Your instructions> Recast the lines of data below as a JSON list of strings, one string per line, leaving out blank lines. Omit the picture from your answer.

Data for the task>
━━━━━━━━
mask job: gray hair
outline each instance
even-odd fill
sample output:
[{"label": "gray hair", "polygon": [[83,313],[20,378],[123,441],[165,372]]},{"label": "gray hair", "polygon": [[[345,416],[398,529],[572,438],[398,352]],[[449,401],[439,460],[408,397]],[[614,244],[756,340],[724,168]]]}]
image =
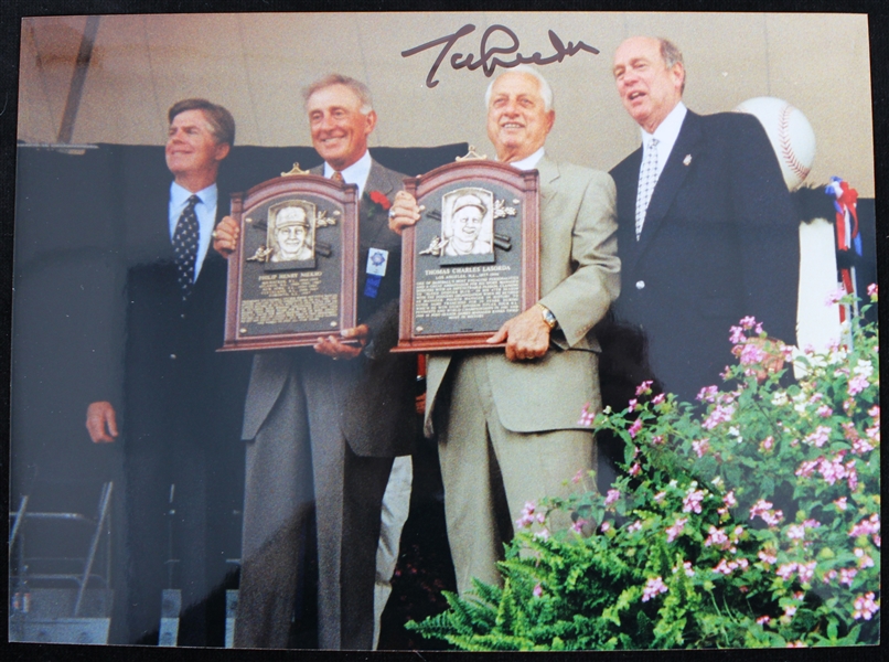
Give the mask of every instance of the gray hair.
[{"label": "gray hair", "polygon": [[[674,65],[681,64],[684,73],[685,63],[683,62],[682,51],[679,51],[678,46],[663,36],[658,36],[657,41],[661,44],[661,57],[663,58],[666,67],[670,70],[673,68]],[[681,92],[685,92],[685,76],[683,76]]]},{"label": "gray hair", "polygon": [[313,83],[309,84],[302,90],[303,104],[308,105],[309,99],[315,92],[326,89],[328,87],[332,87],[334,85],[345,85],[355,94],[356,97],[358,97],[358,102],[361,102],[362,115],[367,115],[374,109],[374,99],[371,96],[371,90],[367,88],[367,86],[361,81],[356,81],[355,78],[351,78],[342,74],[328,74],[326,76],[322,76],[321,78],[318,78]]},{"label": "gray hair", "polygon": [[484,93],[484,107],[488,108],[489,104],[491,103],[491,90],[494,88],[494,83],[496,83],[503,74],[508,74],[512,72],[517,74],[528,74],[537,78],[537,83],[540,85],[540,96],[544,98],[544,110],[549,113],[554,105],[553,88],[549,87],[549,83],[546,82],[546,78],[543,77],[540,72],[532,66],[528,66],[527,64],[520,64],[497,74],[496,78],[488,84],[488,89]]},{"label": "gray hair", "polygon": [[169,122],[172,125],[175,116],[186,110],[201,110],[204,114],[204,118],[210,125],[210,131],[216,139],[216,145],[227,143],[234,147],[235,118],[226,108],[206,99],[182,99],[173,104],[167,111]]}]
━━━━━━━━
Result for this exercise>
[
  "mask job: gray hair",
  "outline each instance",
  "even-odd fill",
  "sample output:",
  "[{\"label\": \"gray hair\", \"polygon\": [[83,313],[20,378],[123,441],[165,372]]},{\"label\": \"gray hair\", \"polygon\": [[[345,416],[398,529],[572,438],[398,352]],[[449,401],[439,460],[408,397]],[[614,244],[756,340],[724,168]]]}]",
  "image =",
  "Give the mask of every instance of the gray hair.",
  "[{\"label\": \"gray hair\", \"polygon\": [[[674,65],[681,64],[684,73],[685,63],[683,62],[682,51],[679,51],[678,46],[663,36],[658,36],[657,41],[661,44],[661,57],[663,58],[666,67],[670,70],[673,68]],[[681,92],[685,92],[685,76],[683,76]]]},{\"label\": \"gray hair\", \"polygon\": [[313,83],[309,84],[302,90],[303,104],[308,105],[309,99],[315,92],[326,89],[328,87],[332,87],[334,85],[345,85],[355,94],[356,97],[358,97],[358,102],[361,102],[362,115],[367,115],[374,109],[374,99],[371,96],[371,90],[367,88],[367,86],[361,81],[356,81],[355,78],[351,78],[342,74],[328,74],[326,76],[322,76],[321,78],[318,78]]},{\"label\": \"gray hair\", \"polygon\": [[484,93],[484,107],[488,108],[489,104],[491,103],[491,90],[494,88],[494,83],[496,83],[503,74],[508,74],[512,72],[517,74],[528,74],[537,78],[537,83],[540,85],[540,96],[544,98],[544,110],[549,113],[554,105],[553,88],[549,87],[549,83],[546,82],[546,78],[543,77],[540,72],[532,66],[528,66],[527,64],[520,64],[497,74],[496,78],[488,84],[488,89]]},{\"label\": \"gray hair\", \"polygon\": [[169,122],[172,125],[175,116],[186,110],[201,110],[204,114],[204,118],[210,125],[210,131],[216,139],[216,145],[227,143],[234,147],[235,118],[226,108],[206,99],[182,99],[173,104],[167,111]]}]"
]